╭──
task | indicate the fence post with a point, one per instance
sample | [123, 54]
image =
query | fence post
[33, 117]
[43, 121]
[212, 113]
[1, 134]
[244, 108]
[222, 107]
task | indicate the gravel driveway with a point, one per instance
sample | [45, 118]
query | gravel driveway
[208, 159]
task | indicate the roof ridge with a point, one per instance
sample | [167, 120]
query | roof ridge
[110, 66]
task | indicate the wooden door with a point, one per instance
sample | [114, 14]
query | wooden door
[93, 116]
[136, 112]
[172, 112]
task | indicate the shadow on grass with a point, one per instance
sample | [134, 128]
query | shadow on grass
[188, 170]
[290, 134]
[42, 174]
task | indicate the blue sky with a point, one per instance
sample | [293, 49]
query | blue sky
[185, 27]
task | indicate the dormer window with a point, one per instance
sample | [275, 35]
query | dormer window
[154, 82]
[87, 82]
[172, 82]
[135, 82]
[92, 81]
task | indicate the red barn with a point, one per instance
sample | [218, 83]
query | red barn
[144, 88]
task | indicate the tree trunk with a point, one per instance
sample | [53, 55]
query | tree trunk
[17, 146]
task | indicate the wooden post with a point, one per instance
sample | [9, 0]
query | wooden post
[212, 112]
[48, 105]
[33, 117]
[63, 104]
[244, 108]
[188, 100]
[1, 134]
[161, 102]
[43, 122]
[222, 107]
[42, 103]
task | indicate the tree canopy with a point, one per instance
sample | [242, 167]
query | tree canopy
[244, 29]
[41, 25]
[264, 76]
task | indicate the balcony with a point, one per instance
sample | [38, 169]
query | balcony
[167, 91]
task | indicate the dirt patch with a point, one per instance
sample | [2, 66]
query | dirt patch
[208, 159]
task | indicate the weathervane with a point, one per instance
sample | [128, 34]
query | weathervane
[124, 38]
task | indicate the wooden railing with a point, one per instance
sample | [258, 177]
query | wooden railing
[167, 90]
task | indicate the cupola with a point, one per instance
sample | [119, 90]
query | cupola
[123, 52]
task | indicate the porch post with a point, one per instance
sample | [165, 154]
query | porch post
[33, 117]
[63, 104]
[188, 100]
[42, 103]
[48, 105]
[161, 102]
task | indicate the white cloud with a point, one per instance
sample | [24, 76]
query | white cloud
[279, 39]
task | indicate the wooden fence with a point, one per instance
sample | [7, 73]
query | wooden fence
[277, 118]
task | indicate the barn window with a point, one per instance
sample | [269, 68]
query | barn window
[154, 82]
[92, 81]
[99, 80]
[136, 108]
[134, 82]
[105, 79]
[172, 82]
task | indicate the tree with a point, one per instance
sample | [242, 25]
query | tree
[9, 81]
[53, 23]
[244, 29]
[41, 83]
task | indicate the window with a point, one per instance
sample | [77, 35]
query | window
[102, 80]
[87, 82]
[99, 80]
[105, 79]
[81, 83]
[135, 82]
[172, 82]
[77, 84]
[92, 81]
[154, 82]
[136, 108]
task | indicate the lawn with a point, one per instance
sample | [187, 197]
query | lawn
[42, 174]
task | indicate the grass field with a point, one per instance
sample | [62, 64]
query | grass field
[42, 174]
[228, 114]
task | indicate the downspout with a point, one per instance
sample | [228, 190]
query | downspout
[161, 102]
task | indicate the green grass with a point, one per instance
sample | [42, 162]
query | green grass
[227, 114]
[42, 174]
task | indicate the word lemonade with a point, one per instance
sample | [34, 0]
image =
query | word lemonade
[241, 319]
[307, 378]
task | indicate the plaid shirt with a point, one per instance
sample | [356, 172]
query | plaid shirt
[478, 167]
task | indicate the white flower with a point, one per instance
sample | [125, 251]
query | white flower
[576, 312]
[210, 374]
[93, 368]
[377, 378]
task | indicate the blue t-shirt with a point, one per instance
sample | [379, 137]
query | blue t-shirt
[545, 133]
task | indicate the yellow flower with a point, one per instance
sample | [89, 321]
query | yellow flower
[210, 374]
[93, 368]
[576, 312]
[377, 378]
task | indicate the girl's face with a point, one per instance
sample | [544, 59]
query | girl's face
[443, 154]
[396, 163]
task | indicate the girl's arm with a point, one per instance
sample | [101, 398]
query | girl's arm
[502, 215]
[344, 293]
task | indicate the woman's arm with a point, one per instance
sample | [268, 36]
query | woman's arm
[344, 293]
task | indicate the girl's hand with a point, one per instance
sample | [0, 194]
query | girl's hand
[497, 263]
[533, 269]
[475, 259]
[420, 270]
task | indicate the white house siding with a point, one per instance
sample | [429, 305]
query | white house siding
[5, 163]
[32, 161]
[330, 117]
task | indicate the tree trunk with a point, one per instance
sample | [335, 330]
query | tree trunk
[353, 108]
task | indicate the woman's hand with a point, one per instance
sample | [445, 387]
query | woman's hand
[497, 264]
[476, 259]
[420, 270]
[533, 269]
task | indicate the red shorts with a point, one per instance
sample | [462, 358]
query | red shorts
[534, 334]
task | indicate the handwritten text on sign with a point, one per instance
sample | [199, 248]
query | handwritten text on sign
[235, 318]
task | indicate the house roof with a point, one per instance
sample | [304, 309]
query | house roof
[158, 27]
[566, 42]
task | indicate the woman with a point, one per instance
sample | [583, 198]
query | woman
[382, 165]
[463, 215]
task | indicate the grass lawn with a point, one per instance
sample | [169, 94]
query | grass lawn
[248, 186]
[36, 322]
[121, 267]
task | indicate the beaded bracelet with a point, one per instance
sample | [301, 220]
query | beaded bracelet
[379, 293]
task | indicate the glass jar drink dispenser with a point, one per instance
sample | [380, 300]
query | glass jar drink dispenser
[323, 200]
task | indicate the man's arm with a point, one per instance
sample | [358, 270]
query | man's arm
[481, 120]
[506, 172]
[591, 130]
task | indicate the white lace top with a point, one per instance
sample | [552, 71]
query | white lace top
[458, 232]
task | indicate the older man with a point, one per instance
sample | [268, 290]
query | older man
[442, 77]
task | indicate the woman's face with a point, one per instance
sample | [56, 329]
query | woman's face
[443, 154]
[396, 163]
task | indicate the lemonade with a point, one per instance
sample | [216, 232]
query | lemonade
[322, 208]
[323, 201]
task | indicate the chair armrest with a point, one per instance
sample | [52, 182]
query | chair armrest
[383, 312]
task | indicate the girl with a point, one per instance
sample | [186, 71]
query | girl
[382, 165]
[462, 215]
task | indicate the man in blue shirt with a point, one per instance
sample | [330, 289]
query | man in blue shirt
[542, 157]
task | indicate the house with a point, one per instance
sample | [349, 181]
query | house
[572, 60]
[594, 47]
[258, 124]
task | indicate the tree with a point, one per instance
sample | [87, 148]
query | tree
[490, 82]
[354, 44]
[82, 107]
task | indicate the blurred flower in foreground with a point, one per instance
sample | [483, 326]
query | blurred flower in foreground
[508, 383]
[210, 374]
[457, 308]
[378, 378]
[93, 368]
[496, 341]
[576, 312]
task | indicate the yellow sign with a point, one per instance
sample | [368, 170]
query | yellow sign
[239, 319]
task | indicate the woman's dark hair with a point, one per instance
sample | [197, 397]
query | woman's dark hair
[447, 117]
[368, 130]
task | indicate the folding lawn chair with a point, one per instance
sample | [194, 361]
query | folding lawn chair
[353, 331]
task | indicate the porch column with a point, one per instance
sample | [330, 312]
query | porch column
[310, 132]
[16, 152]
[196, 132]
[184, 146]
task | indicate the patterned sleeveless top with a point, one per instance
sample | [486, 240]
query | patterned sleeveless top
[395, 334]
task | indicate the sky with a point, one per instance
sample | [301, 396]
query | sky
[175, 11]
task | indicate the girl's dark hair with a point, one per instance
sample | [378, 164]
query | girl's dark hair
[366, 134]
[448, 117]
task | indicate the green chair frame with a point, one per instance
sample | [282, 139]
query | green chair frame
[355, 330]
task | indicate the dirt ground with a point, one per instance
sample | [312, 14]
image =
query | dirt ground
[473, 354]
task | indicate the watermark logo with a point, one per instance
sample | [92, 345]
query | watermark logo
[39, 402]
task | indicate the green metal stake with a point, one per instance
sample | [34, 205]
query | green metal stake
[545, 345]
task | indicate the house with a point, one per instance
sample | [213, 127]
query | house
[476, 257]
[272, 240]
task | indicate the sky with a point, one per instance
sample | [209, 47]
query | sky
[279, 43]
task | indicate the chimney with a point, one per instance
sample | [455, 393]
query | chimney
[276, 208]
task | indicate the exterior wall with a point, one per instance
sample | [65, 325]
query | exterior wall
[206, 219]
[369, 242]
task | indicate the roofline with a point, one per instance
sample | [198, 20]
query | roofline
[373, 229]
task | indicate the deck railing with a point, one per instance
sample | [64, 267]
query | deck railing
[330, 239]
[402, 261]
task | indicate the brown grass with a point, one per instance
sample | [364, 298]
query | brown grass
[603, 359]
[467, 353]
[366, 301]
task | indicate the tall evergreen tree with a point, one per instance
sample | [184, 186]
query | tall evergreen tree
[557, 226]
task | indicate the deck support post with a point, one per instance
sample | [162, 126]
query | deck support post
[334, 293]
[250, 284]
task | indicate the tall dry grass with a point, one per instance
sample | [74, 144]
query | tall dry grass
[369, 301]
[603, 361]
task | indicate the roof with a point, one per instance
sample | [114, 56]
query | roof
╰──
_Task statement:_ Look above for the line containing "query | window" and the line containing "sample | [42, 162]". Transcribe both, with the lines between them, exactly.

_Response for this exercise:_
query | window
[102, 80]
[87, 82]
[99, 80]
[105, 79]
[81, 83]
[135, 82]
[172, 82]
[77, 84]
[92, 81]
[154, 82]
[136, 108]
task | indicate the lawn with a point, one per instance
sample | [187, 197]
query | lawn
[42, 174]
task | indicate the grass field with a point, one per instance
sample | [62, 64]
query | grass field
[42, 174]
[228, 114]
task | indicate the downspout with a point, one per instance
sample | [228, 190]
query | downspout
[161, 102]
task | indicate the green grass with a point, one per instance
sample | [42, 162]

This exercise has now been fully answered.